══ DATA ENTRIES
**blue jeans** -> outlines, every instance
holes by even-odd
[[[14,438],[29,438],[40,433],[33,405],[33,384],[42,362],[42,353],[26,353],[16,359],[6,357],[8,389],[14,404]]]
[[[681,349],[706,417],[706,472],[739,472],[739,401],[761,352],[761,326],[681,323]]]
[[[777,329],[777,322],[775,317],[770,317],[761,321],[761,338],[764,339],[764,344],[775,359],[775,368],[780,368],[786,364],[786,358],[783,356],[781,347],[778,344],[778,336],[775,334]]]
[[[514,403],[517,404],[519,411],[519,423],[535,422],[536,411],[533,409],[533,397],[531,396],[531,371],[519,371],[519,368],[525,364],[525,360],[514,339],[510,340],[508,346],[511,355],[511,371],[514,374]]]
════
— GOAL OF THE EXERCISE —
Pull out every line above that contains the word "blue".

— IN RESPONSE —
**blue jeans** -> outlines, every instance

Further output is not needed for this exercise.